__REQUIREMENT__
Count the lines in the listing below that contain the string "seat", matching case exactly, and reply with only that number.

__DATA PROVIDED__
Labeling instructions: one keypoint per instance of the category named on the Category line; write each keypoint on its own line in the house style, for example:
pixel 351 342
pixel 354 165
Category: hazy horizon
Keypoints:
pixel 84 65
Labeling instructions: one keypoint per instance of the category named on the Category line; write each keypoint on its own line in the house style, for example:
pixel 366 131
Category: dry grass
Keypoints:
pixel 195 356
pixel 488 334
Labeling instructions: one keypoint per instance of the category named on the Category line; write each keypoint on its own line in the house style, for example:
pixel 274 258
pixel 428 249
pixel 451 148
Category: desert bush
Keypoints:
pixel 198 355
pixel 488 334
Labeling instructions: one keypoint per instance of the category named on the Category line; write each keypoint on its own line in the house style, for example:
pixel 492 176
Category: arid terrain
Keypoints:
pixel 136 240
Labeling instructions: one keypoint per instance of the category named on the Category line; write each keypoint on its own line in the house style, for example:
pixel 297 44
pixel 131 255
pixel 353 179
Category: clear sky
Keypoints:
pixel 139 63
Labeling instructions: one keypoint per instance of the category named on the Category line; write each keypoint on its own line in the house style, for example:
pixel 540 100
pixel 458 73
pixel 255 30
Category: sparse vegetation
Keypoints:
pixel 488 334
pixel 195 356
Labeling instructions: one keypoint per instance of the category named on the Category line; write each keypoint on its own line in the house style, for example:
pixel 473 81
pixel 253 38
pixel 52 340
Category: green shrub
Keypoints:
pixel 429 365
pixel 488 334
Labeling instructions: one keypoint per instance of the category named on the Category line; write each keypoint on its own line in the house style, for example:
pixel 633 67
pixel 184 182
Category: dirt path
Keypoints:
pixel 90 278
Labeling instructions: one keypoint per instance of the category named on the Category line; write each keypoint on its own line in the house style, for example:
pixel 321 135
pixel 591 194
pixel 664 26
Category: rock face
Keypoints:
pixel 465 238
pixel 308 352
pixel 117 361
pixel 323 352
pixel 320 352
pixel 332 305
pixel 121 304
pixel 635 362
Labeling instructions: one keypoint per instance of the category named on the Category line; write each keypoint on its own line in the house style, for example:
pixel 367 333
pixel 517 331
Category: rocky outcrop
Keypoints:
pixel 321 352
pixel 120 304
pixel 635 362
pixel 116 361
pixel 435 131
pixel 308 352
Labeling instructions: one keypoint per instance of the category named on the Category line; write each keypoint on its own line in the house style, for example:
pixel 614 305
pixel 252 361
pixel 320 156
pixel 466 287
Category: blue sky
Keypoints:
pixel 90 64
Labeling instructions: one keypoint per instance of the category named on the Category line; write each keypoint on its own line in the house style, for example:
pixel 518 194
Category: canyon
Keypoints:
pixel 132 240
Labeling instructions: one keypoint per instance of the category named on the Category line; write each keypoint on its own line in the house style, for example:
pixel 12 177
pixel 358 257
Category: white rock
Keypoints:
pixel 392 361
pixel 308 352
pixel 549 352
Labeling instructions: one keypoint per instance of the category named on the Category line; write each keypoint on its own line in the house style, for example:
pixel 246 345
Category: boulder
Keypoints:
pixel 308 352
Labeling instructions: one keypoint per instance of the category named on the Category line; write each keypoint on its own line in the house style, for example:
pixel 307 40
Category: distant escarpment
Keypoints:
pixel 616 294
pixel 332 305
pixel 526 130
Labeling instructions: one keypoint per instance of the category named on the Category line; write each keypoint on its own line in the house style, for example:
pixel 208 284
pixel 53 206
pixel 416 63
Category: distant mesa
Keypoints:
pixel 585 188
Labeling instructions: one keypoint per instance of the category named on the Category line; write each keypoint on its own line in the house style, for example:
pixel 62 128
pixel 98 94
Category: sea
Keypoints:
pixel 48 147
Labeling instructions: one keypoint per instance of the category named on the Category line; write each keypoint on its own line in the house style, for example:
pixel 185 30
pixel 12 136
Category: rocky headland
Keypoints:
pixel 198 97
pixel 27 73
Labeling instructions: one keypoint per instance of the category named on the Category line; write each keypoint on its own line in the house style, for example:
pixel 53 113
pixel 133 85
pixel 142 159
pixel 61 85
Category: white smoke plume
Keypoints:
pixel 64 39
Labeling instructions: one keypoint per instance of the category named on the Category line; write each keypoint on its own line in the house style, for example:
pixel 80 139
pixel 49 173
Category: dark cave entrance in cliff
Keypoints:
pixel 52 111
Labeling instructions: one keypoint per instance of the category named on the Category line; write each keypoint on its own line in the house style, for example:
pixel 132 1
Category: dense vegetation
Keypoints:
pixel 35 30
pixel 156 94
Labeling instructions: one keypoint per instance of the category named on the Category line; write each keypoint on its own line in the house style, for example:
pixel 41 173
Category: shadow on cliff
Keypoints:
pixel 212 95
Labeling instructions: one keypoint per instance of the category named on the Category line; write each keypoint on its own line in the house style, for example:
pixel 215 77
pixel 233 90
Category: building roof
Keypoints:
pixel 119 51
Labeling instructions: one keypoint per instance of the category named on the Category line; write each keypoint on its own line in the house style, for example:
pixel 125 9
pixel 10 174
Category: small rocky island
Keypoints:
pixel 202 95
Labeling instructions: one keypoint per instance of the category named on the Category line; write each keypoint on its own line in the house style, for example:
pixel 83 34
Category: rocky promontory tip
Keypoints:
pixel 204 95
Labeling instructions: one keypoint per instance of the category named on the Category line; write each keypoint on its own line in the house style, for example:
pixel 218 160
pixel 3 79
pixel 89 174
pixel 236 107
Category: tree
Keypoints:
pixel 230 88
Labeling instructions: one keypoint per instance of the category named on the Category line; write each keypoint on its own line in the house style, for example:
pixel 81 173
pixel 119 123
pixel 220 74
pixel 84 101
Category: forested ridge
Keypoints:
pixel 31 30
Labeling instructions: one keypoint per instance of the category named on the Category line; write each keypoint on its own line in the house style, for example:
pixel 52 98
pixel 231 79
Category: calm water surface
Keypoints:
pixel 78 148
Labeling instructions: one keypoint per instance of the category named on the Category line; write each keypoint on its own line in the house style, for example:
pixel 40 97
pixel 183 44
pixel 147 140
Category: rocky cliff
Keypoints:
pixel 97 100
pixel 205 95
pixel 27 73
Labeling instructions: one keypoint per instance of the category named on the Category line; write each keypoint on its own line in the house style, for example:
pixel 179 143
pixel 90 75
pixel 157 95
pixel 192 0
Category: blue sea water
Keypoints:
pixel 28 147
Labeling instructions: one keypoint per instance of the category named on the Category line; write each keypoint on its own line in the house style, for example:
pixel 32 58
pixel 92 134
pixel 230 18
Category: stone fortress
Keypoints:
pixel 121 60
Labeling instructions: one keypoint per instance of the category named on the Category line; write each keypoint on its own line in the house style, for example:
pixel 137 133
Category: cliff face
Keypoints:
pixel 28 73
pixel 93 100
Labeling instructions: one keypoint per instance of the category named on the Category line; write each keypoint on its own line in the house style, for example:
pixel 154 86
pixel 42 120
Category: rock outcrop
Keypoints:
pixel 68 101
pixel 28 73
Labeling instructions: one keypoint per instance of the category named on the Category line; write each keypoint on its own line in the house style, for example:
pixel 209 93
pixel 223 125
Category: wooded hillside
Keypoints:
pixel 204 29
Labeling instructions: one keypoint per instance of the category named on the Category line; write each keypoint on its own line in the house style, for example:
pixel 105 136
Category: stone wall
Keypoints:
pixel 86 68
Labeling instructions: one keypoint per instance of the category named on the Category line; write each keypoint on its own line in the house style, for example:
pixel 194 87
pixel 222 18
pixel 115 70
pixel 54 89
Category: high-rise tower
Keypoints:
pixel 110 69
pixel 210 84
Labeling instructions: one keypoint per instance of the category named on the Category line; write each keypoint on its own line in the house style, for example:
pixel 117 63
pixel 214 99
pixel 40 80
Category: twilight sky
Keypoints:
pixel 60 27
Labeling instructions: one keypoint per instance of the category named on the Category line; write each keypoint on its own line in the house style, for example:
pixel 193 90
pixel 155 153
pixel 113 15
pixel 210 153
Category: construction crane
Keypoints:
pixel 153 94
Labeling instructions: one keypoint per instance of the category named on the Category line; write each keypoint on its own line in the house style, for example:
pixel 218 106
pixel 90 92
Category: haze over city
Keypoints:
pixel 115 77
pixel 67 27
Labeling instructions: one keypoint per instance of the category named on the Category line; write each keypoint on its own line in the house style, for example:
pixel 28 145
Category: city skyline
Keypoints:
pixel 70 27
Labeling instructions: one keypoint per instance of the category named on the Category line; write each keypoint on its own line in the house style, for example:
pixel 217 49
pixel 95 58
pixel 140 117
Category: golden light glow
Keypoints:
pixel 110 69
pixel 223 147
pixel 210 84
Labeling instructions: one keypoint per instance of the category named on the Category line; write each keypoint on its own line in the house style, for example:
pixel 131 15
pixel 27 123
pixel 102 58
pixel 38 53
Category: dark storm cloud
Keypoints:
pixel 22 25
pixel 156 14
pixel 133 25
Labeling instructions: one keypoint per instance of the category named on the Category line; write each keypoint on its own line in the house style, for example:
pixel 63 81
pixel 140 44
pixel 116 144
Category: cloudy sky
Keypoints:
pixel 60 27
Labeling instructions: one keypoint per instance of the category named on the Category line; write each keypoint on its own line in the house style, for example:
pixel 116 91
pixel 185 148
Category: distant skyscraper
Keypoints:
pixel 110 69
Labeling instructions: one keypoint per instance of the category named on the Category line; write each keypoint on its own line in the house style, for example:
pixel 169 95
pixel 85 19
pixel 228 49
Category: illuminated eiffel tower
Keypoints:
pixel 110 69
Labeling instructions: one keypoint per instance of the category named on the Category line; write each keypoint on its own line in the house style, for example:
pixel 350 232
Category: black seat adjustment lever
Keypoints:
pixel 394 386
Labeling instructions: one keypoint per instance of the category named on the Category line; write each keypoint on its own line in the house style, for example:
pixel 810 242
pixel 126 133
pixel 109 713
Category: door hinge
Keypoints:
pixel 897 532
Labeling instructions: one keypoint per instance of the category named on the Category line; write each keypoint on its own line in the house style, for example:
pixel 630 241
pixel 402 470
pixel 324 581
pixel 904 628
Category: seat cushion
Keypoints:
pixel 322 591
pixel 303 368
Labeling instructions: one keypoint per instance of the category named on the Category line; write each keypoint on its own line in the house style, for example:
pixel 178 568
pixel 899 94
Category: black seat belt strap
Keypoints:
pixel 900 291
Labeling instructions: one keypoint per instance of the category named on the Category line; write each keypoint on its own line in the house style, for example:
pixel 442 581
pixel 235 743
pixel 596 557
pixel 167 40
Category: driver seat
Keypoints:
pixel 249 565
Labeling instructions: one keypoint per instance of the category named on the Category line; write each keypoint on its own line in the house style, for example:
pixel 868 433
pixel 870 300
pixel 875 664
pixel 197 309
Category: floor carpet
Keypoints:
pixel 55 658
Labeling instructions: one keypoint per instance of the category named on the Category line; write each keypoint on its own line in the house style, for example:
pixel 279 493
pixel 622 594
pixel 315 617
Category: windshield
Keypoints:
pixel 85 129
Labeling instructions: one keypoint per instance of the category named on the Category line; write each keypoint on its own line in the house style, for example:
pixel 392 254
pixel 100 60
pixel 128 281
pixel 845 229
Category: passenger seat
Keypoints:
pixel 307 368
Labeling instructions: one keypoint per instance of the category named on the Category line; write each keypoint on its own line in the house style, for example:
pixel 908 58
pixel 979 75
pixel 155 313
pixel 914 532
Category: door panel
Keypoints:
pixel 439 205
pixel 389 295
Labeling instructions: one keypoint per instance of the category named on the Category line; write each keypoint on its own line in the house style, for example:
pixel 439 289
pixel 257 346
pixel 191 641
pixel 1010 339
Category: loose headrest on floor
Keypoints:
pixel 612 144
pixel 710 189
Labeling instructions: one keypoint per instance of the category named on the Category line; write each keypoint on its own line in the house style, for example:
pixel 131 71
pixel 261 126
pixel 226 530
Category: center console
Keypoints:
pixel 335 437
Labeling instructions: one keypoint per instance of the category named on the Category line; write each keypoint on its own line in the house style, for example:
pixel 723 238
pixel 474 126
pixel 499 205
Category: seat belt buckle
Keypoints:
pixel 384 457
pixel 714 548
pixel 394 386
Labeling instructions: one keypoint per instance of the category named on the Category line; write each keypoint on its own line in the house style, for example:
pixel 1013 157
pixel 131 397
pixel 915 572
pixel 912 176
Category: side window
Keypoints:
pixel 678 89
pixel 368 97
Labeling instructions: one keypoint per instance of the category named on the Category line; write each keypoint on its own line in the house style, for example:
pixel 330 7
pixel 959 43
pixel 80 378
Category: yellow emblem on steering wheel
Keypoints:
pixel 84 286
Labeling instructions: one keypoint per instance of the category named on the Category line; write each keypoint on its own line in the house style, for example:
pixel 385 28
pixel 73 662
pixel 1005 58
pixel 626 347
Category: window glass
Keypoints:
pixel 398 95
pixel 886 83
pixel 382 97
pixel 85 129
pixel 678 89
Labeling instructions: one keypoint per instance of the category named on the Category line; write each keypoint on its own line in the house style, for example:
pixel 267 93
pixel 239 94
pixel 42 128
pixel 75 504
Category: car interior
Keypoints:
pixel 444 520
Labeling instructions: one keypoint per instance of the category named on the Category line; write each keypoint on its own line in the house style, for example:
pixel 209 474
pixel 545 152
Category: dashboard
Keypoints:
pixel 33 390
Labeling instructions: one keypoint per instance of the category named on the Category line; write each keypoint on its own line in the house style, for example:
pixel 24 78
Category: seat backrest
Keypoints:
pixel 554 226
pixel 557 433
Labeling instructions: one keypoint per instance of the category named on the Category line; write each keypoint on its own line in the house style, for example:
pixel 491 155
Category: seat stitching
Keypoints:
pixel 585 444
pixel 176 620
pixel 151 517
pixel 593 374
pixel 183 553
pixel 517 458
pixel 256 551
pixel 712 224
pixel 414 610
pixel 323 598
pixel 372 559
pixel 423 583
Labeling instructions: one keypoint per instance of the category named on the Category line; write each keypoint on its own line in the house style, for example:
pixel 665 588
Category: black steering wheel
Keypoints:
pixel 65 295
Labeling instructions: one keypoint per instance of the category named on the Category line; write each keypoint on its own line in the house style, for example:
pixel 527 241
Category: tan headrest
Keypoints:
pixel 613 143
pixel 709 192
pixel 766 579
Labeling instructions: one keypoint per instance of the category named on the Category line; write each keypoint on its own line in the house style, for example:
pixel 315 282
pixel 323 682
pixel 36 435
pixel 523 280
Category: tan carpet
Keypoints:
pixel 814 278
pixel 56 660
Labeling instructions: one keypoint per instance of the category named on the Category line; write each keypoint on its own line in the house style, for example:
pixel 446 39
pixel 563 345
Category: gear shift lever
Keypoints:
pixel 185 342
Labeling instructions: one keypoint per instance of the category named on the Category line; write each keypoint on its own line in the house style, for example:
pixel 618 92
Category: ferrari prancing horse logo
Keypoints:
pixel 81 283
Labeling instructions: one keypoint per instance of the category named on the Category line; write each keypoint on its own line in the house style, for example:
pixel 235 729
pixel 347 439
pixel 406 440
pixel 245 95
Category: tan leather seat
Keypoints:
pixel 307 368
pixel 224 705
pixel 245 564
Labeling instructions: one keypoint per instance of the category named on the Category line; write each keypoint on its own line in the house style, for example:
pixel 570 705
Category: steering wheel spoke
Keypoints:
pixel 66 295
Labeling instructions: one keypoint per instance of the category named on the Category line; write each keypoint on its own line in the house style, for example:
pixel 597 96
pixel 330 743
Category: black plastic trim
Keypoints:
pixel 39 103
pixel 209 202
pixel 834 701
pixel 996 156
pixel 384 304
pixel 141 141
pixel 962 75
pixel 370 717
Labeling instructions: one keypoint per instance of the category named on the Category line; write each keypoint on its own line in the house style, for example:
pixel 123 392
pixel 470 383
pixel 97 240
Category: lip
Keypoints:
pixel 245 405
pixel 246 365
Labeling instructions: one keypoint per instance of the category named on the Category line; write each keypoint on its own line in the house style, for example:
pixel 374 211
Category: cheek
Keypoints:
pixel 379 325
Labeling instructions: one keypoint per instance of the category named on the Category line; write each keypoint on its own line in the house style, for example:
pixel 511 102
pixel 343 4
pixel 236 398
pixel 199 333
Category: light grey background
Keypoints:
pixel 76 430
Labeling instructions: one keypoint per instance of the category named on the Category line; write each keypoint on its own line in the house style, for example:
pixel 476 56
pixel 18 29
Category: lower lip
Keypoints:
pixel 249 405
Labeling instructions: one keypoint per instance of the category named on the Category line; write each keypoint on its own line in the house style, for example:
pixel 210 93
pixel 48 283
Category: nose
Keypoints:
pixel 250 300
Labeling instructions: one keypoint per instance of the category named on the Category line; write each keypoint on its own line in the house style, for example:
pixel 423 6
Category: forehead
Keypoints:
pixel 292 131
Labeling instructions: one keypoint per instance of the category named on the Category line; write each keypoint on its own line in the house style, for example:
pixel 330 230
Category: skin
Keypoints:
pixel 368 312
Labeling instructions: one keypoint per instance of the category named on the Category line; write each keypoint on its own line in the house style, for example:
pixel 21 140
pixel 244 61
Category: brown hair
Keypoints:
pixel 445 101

__TASK RESPONSE__
9